■ **Record extracts**
_ _ _ _ _
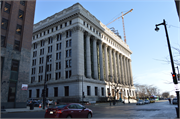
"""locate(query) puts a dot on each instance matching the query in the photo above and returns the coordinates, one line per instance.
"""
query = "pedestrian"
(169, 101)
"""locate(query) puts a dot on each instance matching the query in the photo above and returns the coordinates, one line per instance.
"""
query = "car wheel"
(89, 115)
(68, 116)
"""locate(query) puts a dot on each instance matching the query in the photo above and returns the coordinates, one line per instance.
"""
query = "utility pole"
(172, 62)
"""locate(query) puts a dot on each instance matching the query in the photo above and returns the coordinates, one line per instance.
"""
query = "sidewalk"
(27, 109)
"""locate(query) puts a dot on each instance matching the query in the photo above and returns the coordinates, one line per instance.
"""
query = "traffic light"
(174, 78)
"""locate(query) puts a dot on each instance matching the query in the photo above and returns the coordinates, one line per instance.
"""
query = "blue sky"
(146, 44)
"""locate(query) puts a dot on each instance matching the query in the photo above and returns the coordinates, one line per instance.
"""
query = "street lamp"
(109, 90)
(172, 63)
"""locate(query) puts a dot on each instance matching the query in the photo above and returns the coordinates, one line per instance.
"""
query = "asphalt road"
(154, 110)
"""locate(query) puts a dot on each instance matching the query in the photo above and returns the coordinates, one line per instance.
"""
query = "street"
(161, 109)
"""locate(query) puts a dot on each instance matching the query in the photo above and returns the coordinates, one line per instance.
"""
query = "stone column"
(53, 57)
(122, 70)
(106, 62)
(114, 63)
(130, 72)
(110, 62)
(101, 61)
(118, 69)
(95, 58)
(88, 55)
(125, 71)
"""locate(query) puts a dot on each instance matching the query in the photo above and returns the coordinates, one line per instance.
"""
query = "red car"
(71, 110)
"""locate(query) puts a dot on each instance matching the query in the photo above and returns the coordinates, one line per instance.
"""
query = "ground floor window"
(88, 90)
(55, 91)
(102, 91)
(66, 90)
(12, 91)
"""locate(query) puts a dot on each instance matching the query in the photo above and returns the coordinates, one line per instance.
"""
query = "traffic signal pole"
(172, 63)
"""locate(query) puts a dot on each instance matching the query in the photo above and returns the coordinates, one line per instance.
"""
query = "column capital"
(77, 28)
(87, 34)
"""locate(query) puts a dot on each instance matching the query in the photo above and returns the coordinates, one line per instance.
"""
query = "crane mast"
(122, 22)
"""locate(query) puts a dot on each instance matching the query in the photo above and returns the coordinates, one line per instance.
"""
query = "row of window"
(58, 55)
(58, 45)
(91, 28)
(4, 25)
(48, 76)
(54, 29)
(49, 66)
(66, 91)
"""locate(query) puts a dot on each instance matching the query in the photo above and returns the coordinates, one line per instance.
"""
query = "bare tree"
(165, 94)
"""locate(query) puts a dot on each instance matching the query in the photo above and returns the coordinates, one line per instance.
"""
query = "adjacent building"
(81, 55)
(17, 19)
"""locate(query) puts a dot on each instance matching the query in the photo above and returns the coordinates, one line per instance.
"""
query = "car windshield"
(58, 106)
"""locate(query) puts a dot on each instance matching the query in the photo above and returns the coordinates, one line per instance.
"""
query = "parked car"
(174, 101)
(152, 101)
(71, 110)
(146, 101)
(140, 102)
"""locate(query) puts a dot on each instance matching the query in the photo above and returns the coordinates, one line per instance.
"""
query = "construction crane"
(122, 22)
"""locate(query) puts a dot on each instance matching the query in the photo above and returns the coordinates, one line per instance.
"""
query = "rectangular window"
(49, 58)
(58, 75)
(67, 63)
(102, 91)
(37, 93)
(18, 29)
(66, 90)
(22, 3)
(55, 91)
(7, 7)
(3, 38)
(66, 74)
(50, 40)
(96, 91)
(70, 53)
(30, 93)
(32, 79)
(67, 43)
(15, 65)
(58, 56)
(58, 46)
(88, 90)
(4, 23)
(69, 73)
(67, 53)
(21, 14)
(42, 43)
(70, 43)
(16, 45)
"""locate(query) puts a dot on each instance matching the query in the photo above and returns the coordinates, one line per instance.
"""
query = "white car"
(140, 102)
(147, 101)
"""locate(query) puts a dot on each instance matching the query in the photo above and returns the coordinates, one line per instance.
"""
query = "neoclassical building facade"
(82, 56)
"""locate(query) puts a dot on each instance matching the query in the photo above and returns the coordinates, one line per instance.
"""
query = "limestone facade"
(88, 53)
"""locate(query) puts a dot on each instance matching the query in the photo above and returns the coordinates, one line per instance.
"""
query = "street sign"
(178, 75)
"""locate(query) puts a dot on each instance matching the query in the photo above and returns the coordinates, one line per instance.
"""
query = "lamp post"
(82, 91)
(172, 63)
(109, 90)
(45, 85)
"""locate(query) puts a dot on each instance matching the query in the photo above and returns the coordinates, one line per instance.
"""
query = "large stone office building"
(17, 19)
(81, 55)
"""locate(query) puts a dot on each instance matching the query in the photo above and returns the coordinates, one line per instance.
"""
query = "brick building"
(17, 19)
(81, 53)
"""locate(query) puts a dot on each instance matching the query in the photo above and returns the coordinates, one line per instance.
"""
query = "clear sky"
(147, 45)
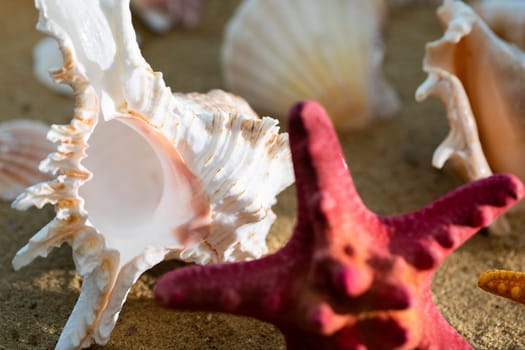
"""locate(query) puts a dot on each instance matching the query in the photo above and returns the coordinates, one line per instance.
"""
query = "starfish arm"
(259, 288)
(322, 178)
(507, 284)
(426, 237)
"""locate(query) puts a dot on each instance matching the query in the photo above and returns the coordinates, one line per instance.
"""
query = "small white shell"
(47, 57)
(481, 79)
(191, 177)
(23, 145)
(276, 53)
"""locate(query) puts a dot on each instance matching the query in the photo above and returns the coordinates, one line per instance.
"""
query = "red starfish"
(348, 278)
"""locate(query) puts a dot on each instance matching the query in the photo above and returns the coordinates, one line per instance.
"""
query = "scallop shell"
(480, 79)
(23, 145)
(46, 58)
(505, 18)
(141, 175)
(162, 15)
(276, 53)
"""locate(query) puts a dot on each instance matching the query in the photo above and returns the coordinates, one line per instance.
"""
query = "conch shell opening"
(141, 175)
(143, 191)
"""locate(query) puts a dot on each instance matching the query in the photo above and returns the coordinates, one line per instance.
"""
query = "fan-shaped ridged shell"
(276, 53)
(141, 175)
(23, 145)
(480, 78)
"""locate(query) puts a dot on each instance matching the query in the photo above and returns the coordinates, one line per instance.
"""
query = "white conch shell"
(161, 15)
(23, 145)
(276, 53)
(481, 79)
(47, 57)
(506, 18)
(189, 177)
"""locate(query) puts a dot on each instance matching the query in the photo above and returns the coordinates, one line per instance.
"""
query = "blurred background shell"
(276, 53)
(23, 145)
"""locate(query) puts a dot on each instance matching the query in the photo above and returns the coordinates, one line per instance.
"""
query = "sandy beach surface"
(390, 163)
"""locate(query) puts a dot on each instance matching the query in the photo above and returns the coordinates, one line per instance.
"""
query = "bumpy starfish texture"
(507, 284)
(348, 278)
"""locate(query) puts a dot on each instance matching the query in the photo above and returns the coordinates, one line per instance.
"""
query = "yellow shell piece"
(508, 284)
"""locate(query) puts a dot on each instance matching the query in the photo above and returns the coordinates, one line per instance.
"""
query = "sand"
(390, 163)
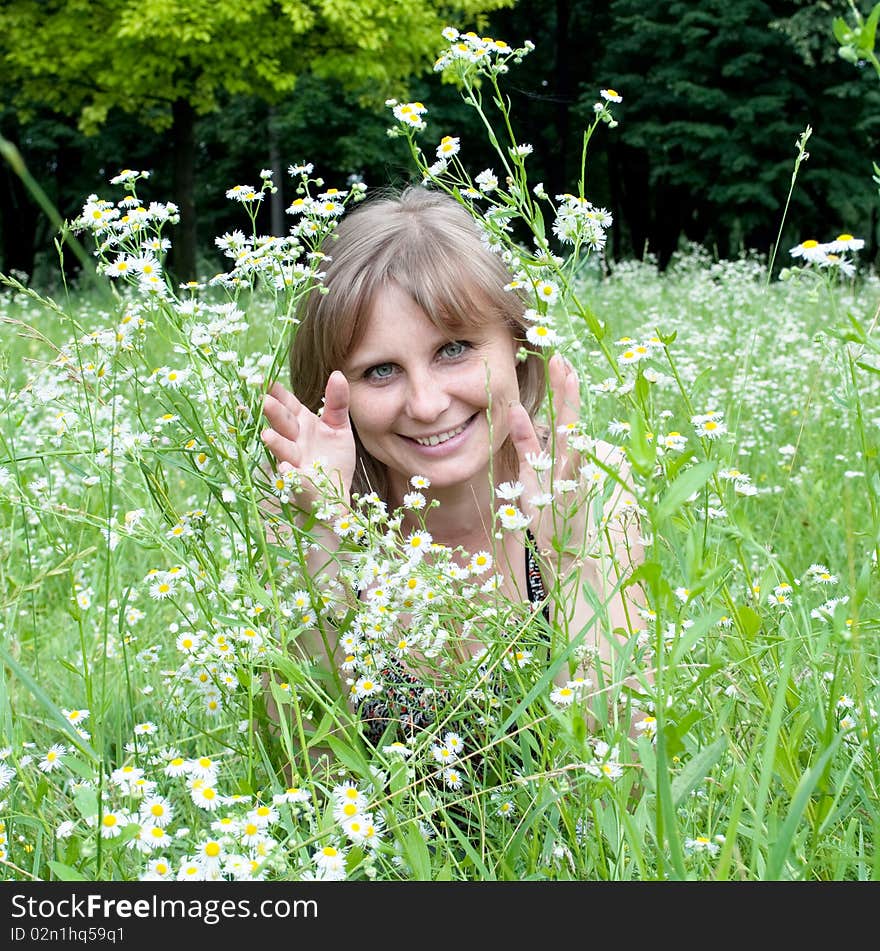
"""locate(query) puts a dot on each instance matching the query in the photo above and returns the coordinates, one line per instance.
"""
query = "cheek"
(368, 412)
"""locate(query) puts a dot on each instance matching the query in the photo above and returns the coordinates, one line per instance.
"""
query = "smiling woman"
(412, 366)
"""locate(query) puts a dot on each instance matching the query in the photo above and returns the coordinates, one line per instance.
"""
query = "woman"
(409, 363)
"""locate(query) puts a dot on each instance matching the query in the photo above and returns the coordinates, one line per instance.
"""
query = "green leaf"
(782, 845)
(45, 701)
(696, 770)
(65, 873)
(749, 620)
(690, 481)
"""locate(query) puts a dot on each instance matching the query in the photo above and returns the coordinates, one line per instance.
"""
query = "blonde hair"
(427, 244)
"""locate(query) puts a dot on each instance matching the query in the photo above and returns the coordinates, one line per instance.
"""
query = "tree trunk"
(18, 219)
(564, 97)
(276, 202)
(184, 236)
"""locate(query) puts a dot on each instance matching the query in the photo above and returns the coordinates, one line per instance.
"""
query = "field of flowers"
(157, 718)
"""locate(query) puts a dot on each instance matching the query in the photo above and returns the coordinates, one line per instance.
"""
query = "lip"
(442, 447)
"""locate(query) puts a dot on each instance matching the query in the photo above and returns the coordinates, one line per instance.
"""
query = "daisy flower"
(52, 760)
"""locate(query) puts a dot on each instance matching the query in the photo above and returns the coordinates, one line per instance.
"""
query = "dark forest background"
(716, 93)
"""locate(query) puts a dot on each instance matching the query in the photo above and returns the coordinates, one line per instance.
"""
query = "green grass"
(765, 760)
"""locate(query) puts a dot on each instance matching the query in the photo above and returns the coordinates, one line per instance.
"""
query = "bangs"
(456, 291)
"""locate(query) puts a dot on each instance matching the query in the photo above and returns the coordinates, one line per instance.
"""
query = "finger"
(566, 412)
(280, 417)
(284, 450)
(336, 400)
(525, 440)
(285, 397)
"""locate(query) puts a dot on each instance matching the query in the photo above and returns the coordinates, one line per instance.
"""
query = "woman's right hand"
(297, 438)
_ _ _ _ _
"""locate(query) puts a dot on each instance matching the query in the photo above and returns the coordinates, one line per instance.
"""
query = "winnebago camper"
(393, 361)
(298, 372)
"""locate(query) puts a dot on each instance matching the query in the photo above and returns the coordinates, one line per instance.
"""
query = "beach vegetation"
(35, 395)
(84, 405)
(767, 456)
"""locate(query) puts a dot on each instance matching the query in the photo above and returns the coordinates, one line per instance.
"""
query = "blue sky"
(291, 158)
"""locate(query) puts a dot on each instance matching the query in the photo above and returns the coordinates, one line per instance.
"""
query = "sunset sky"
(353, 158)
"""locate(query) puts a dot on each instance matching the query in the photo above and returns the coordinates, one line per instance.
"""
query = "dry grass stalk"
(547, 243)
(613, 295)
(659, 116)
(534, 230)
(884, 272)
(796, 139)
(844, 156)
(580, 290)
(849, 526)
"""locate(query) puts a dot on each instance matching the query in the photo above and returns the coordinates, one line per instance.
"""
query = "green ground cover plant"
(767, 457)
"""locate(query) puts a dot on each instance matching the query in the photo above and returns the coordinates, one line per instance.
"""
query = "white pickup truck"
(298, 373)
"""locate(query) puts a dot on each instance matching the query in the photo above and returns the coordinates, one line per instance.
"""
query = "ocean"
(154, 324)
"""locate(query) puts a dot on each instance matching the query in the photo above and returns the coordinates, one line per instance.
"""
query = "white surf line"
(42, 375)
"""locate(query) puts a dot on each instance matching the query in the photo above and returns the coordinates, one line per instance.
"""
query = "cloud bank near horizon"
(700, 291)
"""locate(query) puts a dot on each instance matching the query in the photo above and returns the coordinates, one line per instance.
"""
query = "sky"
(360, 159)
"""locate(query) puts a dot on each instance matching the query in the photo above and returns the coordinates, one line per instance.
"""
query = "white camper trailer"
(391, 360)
_ _ _ _ _
■ **Task instructions**
Pick out every line above that contains the string "street" and copy each one in full. Case counts, so a line with only a capitalized or otherwise differently cased form does not qualify.

■ **Answer to this problem**
query = "street lamp"
query = "street"
query = "street sign"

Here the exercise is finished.